Work to complete
Replace "marker" with "pin" throughout the items below, and reproduce each item with no other changes.

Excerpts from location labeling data
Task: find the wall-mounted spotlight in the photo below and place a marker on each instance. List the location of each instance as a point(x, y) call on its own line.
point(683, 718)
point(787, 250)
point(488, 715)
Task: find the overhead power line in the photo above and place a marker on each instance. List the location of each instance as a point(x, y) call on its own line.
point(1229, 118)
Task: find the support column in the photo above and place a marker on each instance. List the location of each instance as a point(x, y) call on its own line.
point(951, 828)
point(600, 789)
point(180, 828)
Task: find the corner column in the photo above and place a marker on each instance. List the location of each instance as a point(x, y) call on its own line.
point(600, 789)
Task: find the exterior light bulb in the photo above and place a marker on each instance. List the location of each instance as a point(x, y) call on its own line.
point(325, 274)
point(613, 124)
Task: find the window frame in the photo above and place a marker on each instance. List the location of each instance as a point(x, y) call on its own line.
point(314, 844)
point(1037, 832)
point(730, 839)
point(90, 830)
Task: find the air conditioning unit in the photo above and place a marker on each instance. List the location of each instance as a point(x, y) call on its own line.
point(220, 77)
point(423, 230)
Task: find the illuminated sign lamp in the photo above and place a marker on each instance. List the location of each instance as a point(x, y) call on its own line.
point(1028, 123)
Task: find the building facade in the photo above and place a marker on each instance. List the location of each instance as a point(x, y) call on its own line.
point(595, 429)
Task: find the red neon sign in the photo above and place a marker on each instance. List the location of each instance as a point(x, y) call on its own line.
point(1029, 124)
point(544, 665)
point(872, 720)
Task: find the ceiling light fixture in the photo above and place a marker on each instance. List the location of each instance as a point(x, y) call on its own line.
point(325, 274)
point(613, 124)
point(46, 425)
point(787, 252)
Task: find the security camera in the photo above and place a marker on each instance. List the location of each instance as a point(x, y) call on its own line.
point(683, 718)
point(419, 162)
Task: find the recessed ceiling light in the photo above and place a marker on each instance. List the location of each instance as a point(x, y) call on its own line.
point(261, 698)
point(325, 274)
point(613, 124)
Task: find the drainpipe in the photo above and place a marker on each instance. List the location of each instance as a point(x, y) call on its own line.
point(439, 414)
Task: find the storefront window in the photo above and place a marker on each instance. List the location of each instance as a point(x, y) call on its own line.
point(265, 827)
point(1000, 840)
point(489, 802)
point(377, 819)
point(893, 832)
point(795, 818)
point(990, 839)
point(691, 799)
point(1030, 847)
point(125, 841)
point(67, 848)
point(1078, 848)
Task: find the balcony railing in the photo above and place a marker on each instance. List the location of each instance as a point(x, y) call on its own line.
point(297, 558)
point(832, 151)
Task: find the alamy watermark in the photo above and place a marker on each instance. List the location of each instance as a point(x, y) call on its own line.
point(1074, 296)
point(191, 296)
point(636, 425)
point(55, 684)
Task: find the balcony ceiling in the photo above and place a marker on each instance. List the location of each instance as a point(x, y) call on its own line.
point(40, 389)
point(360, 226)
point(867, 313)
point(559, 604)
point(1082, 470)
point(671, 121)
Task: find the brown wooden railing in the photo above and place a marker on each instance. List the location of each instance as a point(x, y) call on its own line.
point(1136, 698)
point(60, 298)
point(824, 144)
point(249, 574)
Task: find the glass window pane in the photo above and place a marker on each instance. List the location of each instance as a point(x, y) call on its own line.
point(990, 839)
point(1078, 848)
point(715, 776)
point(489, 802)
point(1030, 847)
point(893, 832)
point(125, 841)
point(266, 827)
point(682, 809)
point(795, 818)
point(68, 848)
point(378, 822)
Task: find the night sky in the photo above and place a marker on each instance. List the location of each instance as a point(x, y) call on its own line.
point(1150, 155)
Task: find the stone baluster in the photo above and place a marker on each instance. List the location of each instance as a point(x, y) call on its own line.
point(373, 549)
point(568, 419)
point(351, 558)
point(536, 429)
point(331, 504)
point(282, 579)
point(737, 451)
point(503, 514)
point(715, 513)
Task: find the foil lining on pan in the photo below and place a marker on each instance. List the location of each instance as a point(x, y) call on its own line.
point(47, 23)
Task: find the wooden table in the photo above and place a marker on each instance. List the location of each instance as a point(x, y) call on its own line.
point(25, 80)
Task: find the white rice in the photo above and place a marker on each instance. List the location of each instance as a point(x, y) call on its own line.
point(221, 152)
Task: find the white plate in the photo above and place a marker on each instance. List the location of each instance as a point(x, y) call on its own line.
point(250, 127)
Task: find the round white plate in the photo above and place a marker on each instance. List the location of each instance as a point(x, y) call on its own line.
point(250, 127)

Result of this task
Task: find the wall-mounted spotlight in the photo below and place a pin on each instance. List the location of each instance as a point(x, y) call on its own line.
point(683, 718)
point(787, 250)
point(488, 715)
Task: find the overhead power line in the photo above and place a pin on each instance. List the location of each instance as a point(x, y) call on its own line.
point(1229, 118)
Task: find the support column in the photo above and place a pin on each instance. List the location of each instance as a point(x, y) call on its own line.
point(951, 828)
point(600, 789)
point(180, 828)
Task: find the corner column in the photo above and place a pin on each instance. List the location of each instance as a point(x, y) call on its own line.
point(600, 789)
Task: find the exterior light bulb in the photo above and place a pin on each instance. List the location of each instance as a point(x, y) call on its own line.
point(325, 274)
point(613, 124)
Task: find the window frame in the photo above and place a pin on each instance. List the location of each instance as a point(x, y) call on its own line.
point(314, 844)
point(1037, 832)
point(730, 839)
point(90, 830)
Task: find the air conditioning unit in the photo above and place a pin on each instance. List the location of each instance as a point(x, y) call on its own line.
point(220, 77)
point(423, 230)
Task: find the illuminated sign lamp in the photo above and place a pin on each instance. List the location of each instance as a point(x, y) call on its own line.
point(1028, 123)
Task: find the building facade in the photo above and place a pin on each instance. List the location of each instance as a point(x, y) call on its own line.
point(595, 429)
Task: find the red neon sign in the photo above and place a pin on each instance. List the location of each instance as a point(x, y) call on its own line.
point(1029, 124)
point(544, 665)
point(872, 720)
Task: find the ceiling light fixture in the photo above and place a pin on each instance. List the location of each instance as a point(x, y) call on its own line.
point(325, 274)
point(613, 124)
point(46, 425)
point(787, 252)
Task: find the security camera in the photo above and place a pin on each instance. List the location of each instance as a point(x, y) call on its own line.
point(683, 718)
point(419, 162)
Task: find the recessed ceiling light in the photo above and place a pin on each instance. List the location of each instance as a point(x, y) call on its own line.
point(261, 698)
point(325, 274)
point(613, 124)
Task: find the drainpipe in the photo above and place a pin on each instance. List the location of each instance as a point(x, y) call on its own line.
point(439, 414)
Task: find the storefront window in the photo above and place a pin on each instance. List the location of each instance as a point(x, y) call on its own line.
point(265, 827)
point(1000, 840)
point(489, 802)
point(377, 819)
point(893, 832)
point(795, 818)
point(990, 839)
point(691, 799)
point(1030, 847)
point(125, 841)
point(67, 848)
point(1078, 848)
Task: find the balcony railing in the photo above and place a pin on each instance. List the location of each instance as a point(x, y) call on its own line.
point(297, 558)
point(832, 151)
Task: find the alamy watermark in the photo above and place a pin on each instance. List the location of each instance as a point(x, y) call on its own line.
point(1074, 296)
point(191, 296)
point(636, 425)
point(55, 684)
Task: find the balcony ceiling in the photo above and place a pin on each instance. List the location of each instance as a point(x, y) call on its own line.
point(40, 389)
point(360, 226)
point(867, 313)
point(559, 604)
point(1082, 470)
point(671, 121)
Task: find the brown wooden railing in the photo above and place a pin on each instance. List the location of each instance as a point(x, y) call on its own line.
point(1136, 698)
point(60, 298)
point(824, 144)
point(249, 574)
Task: find the glass window pane in the photo above and place a pin on each instance. List the location of each instance as a point(x, y) call on its own line.
point(990, 839)
point(1078, 848)
point(715, 776)
point(489, 802)
point(1030, 847)
point(893, 832)
point(125, 841)
point(266, 827)
point(682, 809)
point(795, 818)
point(68, 848)
point(378, 822)
Task: find the night sky in the photo above and place a pin on each instance. List the location of each instance as a point(x, y) call on its own line.
point(1150, 155)
Task: find the stone baluster in the photo above and place a pin on each instance. List the location of each instance as a point(x, y) call on its own line.
point(373, 549)
point(568, 419)
point(351, 558)
point(536, 429)
point(331, 504)
point(282, 579)
point(737, 451)
point(503, 514)
point(715, 513)
Task: find the foil lining on pan in the photo below and place a pin on each instance. List the location of each instance as a point(x, y) call on its own line.
point(47, 23)
Task: find the wooden table in the photo above and place a pin on each instance. List the location of each instance as a point(x, y) call on its own line.
point(25, 80)
Task: find the white rice in the photo above and place a pin on each instance. List the location of each instance as a point(x, y) call on its own line.
point(221, 152)
Task: find the white plate in the photo above and place a pin on each instance. List the location of each instance as a point(x, y) call on its own line.
point(250, 127)
Task: find the round white plate in the photo above and place a pin on each instance. List the location of each instance as a point(x, y) call on its own line.
point(250, 127)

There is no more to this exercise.